#### Provided passage ####

Assisted suicide is up for discussion again at the Massachusetts State House – for the eighth time, according to the Boston Herald. The Joint Committee on Public Health held a public hearing on September 26 on a pair of bills “relative to end of life options” (H.1194 and S.1225). I went to Boston to stand alongside Massachusetts residents giving public witness against state-sponsored medically-prescribed killing.
I was happy to meet C.J. Williams, a Brighton resident who’s director of outreach and education with Rehumanize International. We had connected online some weeks ago regarding the life issues. She greeted me outside the State House and introduced me to other people who had come to fight the bills. She then spent an hour calmly engaged in sidewalk conversations with people inquiring about the legislation, before she headed into the State House for the hearing.
The hearing room was full, with strong feelings and beliefs evident on all sides. Sponsors and supporters of the bills talked about safeguards, autonomy, choice, and “gentle passing.” That last term was offered by Dan Diaz, widower of Brittany Maynard, now an activist with Compassion and Choices. C&C is the current avatar of what was once the Hemlock Society.
The hearing was scheduled to last all afternoon, and I was only able to stay for the first hour. One of the people I heard was Kristine Correira, a physician’s assistant, who warned of the threat posed to Catholic hospitals by the proposed law. She testified that the bills would require health care providers unwilling to participate in assisted suicide to refer patients to other providers – and to pay for the transfer – in violation of the conscience rights of providers opposing medically-prescribed killing. “Is it your intention to close down all the Catholic hospitals?” A fair question, and one which remained unanswered at the time I left.
The Boston Herald’s account of the hearing mentioned testimony from Timothy Shriver, son of the late Eunice Kennedy Shriver, founder of Special Olympics. “Beware the law of unintended consequences,” he said. People with disabilities are “vulnerable to the calculations of human values.”

#### Entries shown ####

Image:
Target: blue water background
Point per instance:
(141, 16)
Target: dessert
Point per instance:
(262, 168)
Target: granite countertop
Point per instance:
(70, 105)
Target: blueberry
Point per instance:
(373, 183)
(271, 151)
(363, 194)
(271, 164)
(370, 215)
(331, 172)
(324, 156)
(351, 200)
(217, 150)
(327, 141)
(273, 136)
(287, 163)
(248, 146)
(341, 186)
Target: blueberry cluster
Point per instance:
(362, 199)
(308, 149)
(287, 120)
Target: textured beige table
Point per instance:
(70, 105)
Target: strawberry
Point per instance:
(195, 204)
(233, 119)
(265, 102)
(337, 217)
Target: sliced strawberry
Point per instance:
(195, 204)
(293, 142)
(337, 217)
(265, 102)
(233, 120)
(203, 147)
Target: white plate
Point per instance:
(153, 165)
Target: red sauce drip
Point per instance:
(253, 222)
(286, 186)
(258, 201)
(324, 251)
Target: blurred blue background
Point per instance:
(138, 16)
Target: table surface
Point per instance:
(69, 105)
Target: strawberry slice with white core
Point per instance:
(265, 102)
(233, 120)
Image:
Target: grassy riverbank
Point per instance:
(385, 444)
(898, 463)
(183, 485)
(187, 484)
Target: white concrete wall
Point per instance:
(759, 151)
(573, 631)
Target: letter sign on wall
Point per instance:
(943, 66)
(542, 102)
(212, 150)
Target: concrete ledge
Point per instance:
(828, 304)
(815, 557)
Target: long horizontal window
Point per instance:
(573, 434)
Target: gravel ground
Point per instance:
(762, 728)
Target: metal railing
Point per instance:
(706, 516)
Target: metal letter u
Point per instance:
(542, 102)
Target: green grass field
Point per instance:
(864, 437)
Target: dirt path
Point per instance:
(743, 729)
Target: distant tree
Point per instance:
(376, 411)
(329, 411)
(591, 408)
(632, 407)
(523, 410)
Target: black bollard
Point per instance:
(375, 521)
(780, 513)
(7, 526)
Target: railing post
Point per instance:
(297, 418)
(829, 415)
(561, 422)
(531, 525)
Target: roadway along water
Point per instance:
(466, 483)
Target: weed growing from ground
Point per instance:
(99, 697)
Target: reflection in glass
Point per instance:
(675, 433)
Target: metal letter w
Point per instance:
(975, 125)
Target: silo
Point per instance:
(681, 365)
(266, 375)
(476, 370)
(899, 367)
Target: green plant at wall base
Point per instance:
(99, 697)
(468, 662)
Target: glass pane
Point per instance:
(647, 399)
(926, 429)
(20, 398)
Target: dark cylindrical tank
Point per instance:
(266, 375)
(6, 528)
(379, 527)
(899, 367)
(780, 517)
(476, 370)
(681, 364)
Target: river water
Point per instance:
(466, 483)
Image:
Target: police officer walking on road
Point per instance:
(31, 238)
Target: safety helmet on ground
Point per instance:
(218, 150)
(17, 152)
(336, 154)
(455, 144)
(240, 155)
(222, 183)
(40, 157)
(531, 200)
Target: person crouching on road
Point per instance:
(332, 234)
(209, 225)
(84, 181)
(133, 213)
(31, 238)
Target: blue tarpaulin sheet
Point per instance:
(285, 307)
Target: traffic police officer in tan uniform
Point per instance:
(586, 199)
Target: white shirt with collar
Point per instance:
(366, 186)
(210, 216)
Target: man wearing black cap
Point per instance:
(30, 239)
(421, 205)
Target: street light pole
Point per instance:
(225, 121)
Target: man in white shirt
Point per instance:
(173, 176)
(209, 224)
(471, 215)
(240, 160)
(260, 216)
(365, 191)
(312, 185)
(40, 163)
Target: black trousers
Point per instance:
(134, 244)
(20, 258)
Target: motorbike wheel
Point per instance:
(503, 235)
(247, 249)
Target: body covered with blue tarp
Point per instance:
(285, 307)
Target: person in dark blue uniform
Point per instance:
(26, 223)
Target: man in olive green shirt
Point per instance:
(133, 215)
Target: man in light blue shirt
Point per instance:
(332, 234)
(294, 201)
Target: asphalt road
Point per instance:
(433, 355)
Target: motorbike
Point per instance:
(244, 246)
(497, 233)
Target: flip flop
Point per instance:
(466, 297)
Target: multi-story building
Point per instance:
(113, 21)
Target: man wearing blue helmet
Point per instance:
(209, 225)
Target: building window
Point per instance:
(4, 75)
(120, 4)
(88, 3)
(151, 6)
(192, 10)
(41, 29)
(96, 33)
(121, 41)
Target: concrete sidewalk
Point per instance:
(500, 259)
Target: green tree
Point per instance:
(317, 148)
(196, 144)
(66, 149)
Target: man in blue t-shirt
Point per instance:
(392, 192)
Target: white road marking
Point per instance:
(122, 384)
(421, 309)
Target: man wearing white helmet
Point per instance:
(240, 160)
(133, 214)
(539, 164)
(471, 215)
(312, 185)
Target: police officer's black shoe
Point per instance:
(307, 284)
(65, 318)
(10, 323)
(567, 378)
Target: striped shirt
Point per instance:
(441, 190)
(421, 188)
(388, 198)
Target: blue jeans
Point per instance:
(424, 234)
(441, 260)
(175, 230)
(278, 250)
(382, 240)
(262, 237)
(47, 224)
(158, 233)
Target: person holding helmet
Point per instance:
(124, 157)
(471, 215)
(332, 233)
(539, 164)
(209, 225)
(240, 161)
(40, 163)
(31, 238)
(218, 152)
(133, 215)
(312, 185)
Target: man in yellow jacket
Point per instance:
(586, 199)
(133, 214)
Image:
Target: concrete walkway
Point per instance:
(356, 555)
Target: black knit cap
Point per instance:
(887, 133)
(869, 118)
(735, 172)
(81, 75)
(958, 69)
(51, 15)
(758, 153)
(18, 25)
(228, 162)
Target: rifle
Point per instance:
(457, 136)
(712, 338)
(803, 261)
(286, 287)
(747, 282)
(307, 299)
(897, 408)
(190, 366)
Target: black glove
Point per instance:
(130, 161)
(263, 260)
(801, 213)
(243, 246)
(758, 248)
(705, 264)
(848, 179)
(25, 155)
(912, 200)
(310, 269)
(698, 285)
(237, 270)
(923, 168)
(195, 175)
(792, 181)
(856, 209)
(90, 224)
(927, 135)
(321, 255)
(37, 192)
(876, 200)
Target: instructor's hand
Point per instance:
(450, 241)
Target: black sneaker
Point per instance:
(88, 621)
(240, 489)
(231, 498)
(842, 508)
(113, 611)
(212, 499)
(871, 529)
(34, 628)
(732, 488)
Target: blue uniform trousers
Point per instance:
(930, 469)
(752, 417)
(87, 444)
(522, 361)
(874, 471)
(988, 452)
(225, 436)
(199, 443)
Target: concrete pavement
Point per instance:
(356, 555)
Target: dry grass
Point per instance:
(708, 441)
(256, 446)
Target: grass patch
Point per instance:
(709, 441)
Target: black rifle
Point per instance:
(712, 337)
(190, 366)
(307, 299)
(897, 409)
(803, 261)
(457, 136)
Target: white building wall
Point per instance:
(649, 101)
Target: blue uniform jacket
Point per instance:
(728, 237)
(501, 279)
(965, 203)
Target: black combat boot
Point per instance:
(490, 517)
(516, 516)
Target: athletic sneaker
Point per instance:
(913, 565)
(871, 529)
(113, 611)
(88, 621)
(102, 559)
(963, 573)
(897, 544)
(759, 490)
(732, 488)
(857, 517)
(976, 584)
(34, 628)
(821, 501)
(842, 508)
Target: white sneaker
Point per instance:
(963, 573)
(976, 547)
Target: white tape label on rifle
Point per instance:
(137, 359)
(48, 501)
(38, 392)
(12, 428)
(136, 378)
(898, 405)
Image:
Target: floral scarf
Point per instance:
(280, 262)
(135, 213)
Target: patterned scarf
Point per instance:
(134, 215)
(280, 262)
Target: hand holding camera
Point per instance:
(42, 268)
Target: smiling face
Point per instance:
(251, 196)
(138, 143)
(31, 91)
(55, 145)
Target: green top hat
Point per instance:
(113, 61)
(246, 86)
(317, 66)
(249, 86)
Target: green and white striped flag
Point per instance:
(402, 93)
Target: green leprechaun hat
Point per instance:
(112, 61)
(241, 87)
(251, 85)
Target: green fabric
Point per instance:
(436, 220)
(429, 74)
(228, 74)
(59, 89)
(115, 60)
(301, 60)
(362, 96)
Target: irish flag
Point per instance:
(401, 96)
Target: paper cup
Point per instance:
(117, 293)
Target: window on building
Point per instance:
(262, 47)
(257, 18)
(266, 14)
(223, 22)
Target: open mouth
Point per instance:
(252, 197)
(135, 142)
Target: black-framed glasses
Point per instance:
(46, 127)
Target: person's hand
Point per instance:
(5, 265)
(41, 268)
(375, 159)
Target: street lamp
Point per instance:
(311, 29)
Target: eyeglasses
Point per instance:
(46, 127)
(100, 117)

####

— Tasks and exercises —
A. Set down, word for word, the stretch of the hearing account from "Assisted suicide is" through "state-sponsored medically-prescribed killing.".
B. Answer these questions from the hearing account:
(i) On what date did the Joint Committee on Public Health hold its public hearing?
(ii) With which organization is C.J. Williams director of outreach and education?
(iii) Which organization does Dan Diaz now work with as an activist?
The rows are not needed for anything asked here.

— Answer set —
A.
Assisted suicide is up for discussion again at the Massachusetts State House – for the eighth time, according to the Boston Herald. The Joint Committee on Public Health held a public hearing on September 26 on a pair of bills “relative to end of life options” (H.1194 and S.1225). I went to Boston to stand alongside Massachusetts residents giving public witness against state-sponsored medically-prescribed killing.

B.
(i) September 26.
(ii) Rehumanize International.
(iii) Compassion and Choices.